Metadata Conditioning Accelerates Language Model Pre-training
- URL: http://arxiv.org/abs/2501.01956v1
- Date: Fri, 03 Jan 2025 18:59:23 GMT
- Title: Metadata Conditioning Accelerates Language Model Pre-training
- Authors: Tianyu Gao, Alexander Wettig, Luxi He, Yihe Dong, Sadhika Malladi, Danqi Chen,
- Abstract summary: We propose a new method, termed Metadata Conditioning then Cooldown (MeCo), to incorporate additional learning cues during pre-training.
MeCo first provides metadata alongside the text during training and later uses a phase with only the standard text, thereby enabling the model to function normally even without metadata.
MeCo is remarkably simple, adds no computational overhead, and demonstrates promise in producing more capable and steerable language models.

▶ DATASET EXTRACT
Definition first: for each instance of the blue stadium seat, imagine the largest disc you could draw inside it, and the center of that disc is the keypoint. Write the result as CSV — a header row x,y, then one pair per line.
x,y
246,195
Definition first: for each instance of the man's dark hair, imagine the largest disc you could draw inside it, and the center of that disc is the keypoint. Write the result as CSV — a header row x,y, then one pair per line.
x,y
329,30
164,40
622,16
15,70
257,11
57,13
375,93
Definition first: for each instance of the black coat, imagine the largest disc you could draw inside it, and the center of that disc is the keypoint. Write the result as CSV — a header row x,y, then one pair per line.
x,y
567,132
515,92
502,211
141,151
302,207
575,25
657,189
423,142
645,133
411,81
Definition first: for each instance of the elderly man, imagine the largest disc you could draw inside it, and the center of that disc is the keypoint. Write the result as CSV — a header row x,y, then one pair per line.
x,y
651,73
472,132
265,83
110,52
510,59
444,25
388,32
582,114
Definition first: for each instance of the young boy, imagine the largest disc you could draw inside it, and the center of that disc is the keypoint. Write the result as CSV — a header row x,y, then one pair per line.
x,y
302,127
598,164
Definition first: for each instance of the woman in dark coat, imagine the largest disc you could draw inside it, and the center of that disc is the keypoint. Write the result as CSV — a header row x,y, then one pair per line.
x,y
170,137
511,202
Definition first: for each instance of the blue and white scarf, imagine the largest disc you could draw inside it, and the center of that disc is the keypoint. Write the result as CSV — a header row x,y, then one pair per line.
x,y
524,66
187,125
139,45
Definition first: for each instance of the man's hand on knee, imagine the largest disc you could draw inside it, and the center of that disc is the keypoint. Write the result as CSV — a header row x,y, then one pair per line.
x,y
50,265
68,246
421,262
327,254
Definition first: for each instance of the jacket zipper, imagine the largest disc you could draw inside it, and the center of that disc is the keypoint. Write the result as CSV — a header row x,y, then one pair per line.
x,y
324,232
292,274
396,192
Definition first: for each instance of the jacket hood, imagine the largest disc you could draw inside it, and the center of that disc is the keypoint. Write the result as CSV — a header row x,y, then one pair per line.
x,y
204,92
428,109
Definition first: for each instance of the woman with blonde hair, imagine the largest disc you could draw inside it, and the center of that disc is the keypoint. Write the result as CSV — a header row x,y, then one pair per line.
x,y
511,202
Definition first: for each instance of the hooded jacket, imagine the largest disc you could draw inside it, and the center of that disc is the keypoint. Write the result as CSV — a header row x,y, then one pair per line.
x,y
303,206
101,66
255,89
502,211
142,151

▶ PROBLEMS AND TASKS
a. Using the abstract summary, explain in one to three sentences why MeCo finishes training with a phase that uses only the standard text.
b. In the abstract summary, from "MeCo first provides" to "even without metadata.", switch "standard text" to "plain text".

▶ EXPECTED ANSWERS
a. MeCo first trains with metadata provided alongside the text. It then switches to a phase with only the standard text so that the model can function normally even without metadata.

b.
MeCo first provides metadata alongside the text during training and later uses a phase with only the plain text, thereby enabling the model to function normally even without metadata.